======== ページ抜粋 ========

化粧品としての石鹸は、肌に直接使用するものなので、品質や安全性について厳しい要件や基準をクリアしなければならないのです。

この許可を得ずに、化粧品を製造・販売すると法律違反となるので要注意です。

化粧品の手作り石鹸の場合と必要な手続き

化粧品を製造するには「化粧品製造業許可」を、化粧品を自社製品として販売するには「化粧品製造販売業許可」が必要です。

つまり、化粧品としての石鹸を製造・販売するには、この2つの許可が必要となるのです。

なお、化粧品を包装・表示・保管する場合や、化粧品の製造の一部を行う場合も、化粧品製造業許可を得なければなりません。さらに、販売する場合だけでなく、プレゼントする場合も化粧品製造販売許可が必要など、化粧品の取扱うには厳しい規制があるのです。

そして、許可申請をするにあたり、専門知識を持った責任者を配置したり、製造所に設備を備えるなどの手続きが必要となります。

雑貨の手作り石鹸の場合と必要な手続き

台所用石鹸や洗濯石鹸などの「雑貨」として手作り石鹸を販売する場合は、「化粧品製造業」や「化粧品製造販売業」の許可は必要ありません

ただし、「雑貨」として販売する場合でも、「家庭用品品質表示法」を遵守する必要があります。商品説明や表示をするにあたり使用できる名称が限定されたり、界面活性剤の割合を容器や包装に表示しなければならないという規制があります。

========

• **課題**:
- A) 石鹸販売の許可に関する抜粋のうち、「化粧品としての石鹸は、肌に直」から「どの手続きが必要となります。」までの部分を、両端も含めてそのまま書き写してもらえますか？
- B) エントリの中で「jacket」という語を含む行はどれですか？該当する行をすべてそのまま書き出してください。

======== データエントリ ========

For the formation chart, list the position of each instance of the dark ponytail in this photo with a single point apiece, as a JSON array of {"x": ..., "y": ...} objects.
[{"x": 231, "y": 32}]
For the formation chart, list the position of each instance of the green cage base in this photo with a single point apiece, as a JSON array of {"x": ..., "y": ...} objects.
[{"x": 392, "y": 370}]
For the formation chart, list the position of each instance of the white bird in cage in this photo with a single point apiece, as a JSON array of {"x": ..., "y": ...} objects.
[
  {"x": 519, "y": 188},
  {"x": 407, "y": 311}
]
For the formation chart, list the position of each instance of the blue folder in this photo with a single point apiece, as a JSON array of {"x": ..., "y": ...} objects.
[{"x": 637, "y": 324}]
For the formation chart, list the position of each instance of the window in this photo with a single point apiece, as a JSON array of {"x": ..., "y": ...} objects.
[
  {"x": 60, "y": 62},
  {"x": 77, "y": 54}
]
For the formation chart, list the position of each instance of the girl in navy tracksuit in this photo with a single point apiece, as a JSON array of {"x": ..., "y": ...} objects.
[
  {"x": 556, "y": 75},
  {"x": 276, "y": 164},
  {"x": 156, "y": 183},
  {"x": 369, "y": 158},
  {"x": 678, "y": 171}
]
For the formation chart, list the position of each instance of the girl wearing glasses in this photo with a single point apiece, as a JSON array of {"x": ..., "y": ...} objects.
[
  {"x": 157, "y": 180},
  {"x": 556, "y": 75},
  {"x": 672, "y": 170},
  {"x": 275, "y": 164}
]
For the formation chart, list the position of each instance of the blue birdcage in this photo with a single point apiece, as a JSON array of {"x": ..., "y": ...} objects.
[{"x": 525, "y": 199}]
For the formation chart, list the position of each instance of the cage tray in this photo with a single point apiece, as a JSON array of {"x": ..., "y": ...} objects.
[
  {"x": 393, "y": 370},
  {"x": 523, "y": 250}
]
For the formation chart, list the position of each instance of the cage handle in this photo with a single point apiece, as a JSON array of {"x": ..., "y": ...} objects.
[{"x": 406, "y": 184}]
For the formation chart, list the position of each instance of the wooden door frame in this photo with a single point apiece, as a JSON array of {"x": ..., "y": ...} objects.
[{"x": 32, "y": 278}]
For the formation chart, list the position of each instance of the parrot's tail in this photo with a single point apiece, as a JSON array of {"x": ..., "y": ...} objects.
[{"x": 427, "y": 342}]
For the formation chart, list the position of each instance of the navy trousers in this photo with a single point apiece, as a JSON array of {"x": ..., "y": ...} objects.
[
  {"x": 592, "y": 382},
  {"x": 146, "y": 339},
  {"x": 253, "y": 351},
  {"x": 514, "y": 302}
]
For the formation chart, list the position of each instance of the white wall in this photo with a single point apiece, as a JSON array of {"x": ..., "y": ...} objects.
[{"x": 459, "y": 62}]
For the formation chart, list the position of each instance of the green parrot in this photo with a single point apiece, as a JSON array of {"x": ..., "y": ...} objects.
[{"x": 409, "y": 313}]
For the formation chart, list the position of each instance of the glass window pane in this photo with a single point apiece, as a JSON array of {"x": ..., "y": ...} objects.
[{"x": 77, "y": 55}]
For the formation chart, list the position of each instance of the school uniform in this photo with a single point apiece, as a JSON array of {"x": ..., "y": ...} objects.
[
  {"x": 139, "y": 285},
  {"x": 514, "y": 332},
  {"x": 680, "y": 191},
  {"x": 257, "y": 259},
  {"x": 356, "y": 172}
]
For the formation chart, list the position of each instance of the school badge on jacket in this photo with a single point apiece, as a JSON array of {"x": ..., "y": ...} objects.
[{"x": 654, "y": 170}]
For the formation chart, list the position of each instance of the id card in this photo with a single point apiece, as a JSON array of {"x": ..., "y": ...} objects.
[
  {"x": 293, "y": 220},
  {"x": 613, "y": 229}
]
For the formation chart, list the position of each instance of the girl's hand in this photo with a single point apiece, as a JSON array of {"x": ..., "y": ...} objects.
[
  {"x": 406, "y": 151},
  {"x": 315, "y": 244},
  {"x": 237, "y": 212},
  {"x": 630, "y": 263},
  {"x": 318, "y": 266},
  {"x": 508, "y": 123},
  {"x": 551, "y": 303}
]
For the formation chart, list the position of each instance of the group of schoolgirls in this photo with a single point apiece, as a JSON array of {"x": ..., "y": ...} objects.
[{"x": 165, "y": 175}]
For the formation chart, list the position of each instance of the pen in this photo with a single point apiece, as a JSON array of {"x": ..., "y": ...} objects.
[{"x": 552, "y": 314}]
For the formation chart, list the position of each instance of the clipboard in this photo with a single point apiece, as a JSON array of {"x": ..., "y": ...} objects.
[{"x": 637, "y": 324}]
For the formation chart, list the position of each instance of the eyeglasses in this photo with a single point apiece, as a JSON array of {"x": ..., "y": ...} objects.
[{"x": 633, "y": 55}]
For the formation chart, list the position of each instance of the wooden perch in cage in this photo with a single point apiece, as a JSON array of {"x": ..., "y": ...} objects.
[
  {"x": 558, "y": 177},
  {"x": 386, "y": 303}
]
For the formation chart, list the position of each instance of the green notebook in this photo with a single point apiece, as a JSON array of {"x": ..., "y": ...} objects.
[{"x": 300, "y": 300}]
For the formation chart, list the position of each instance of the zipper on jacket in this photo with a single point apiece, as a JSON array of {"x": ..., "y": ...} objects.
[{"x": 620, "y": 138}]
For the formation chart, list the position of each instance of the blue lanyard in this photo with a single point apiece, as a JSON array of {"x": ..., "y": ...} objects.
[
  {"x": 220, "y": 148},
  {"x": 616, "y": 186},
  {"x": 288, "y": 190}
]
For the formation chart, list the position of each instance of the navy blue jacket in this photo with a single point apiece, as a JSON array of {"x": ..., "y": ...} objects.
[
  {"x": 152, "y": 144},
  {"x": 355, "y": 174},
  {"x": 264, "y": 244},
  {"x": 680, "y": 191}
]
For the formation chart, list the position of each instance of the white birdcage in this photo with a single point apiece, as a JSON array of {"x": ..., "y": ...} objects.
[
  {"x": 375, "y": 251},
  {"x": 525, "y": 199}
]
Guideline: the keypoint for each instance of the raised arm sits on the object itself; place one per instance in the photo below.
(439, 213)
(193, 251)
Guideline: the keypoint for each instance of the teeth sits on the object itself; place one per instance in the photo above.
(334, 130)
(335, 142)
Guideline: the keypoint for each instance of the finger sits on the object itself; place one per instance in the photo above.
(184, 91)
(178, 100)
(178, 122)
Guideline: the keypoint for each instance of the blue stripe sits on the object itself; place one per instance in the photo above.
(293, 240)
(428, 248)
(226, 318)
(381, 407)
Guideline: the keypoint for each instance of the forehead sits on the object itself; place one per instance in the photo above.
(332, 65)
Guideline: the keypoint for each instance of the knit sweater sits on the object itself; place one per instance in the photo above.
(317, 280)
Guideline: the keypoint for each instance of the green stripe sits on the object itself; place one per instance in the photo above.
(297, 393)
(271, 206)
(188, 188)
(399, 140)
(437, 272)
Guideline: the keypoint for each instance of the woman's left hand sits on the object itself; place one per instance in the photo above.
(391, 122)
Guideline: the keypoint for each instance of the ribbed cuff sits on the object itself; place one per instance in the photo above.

========

• **完全な解答**:
- A)
化粧品としての石鹸は、肌に直接使用するものなので、品質や安全性について厳しい要件や基準をクリアしなければならないのです。

この許可を得ずに、化粧品を製造・販売すると法律違反となるので要注意です。

化粧品の手作り石鹸の場合と必要な手続き

化粧品を製造するには「化粧品製造業許可」を、化粧品を自社製品として販売するには「化粧品製造販売業許可」が必要です。

つまり、化粧品としての石鹸を製造・販売するには、この2つの許可が必要となるのです。

なお、化粧品を包装・表示・保管する場合や、化粧品の製造の一部を行う場合も、化粧品製造業許可を得なければなりません。さらに、販売する場合だけでなく、プレゼントする場合も化粧品製造販売許可が必要など、化粧品の取扱うには厳しい規制があるのです。

そして、許可申請をするにあたり、専門知識を持った責任者を配置したり、製造所に設備を備えるなどの手続きが必要となります。

- B)
For the formation chart, list the position of each instance of the school badge on jacket in this photo with a single point apiece, as a JSON array of {"x": ..., "y": ...} objects.
For the formation chart, list the position of each instance of the zipper on jacket in this photo with a single point apiece, as a JSON array of {"x": ..., "y": ...} objects.
For the formation chart, list the position of each instance of the navy blue jacket in this photo with a single point apiece, as a JSON array of {"x": ..., "y": ...} objects.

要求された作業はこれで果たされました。